» EXERCISE GOAL
Copy the entries below word for word, from the line with "Where can the steep" to the line with "Where can the ornate", including both of those lines and nothing else.

» DATA EXTRACT
--- BEGIN ---

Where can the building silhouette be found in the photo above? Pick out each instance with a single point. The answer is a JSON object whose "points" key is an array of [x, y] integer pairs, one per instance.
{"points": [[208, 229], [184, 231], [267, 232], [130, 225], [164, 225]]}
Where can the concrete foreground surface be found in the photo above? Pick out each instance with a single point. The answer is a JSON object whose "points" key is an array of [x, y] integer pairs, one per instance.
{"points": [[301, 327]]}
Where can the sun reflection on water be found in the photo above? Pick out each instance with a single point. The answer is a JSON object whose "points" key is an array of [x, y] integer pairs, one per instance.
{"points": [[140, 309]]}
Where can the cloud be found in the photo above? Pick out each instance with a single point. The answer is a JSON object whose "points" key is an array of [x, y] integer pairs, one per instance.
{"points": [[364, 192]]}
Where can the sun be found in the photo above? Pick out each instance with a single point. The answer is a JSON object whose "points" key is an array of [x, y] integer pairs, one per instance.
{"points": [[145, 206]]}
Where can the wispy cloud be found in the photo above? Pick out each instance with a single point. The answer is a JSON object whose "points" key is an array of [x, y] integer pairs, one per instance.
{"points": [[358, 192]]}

--- END ---
--- BEGIN ---

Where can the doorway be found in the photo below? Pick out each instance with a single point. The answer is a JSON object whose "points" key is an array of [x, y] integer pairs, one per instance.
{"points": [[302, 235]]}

--- END ---
--- BEGIN ---

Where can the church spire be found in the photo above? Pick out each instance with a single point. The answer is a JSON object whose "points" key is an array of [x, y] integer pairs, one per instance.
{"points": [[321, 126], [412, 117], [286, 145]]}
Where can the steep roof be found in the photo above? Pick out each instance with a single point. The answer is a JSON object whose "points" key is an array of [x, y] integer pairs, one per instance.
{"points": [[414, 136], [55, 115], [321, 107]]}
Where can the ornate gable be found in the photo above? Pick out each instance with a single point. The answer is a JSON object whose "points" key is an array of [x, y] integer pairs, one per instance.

--- END ---

» RESULT FOR THIS EXERCISE
Where can the steep roof be found in the photo above? Pick out each instance with a single point. The answer is a JSON object whose "points" key is an array of [x, y] integer pairs, one per instance.
{"points": [[414, 136], [55, 115], [321, 107]]}
Where can the ornate gable be found in the photo above? Pick out each instance with a single point. The answer is a JSON object whose "points" key is an array of [x, y] integer pairs, one per instance.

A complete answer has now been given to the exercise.